Exercise instructions:
Which lines in the records below contain the word "tail"? Report each of them.

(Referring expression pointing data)
* * *

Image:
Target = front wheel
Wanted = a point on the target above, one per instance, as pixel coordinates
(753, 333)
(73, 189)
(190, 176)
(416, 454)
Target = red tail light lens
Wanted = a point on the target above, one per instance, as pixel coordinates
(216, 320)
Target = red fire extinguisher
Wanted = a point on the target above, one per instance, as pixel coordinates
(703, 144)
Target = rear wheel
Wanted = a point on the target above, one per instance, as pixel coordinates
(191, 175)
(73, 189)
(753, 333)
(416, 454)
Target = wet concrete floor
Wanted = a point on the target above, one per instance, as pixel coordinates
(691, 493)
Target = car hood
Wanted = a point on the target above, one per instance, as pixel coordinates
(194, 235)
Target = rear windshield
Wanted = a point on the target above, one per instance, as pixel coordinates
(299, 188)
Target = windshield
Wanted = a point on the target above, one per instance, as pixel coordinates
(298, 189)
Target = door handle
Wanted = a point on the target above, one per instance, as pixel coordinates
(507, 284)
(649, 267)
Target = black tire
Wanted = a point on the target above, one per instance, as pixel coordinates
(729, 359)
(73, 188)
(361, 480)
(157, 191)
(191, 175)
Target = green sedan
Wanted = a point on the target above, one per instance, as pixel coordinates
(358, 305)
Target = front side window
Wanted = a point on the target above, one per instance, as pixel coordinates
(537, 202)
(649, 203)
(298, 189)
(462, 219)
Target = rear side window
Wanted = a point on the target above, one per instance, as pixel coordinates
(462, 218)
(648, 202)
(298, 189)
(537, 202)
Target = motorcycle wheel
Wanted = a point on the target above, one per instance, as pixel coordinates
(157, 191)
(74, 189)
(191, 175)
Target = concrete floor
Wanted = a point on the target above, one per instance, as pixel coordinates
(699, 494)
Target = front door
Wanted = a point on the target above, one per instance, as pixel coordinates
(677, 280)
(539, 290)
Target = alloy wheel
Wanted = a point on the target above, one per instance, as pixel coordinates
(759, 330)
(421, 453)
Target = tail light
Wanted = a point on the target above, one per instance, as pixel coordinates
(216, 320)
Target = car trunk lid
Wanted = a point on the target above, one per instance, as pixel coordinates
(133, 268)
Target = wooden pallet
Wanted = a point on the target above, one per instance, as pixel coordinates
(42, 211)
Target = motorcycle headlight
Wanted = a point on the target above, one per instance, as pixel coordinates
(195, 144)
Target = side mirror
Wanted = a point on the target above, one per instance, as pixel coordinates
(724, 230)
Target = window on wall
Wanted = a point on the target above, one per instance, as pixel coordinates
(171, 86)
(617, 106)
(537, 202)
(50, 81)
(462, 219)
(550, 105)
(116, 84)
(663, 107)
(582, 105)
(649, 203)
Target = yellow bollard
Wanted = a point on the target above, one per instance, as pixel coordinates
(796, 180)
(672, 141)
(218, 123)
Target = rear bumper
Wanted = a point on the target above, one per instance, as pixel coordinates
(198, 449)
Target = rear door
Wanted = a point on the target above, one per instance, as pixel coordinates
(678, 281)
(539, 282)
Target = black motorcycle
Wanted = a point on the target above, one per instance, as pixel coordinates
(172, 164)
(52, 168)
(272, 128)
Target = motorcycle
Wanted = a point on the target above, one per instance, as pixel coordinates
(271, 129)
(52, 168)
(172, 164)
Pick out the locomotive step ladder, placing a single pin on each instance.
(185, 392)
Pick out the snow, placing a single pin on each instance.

* * *

Solution to the exercise:
Target = red tail light lens
Target = tail light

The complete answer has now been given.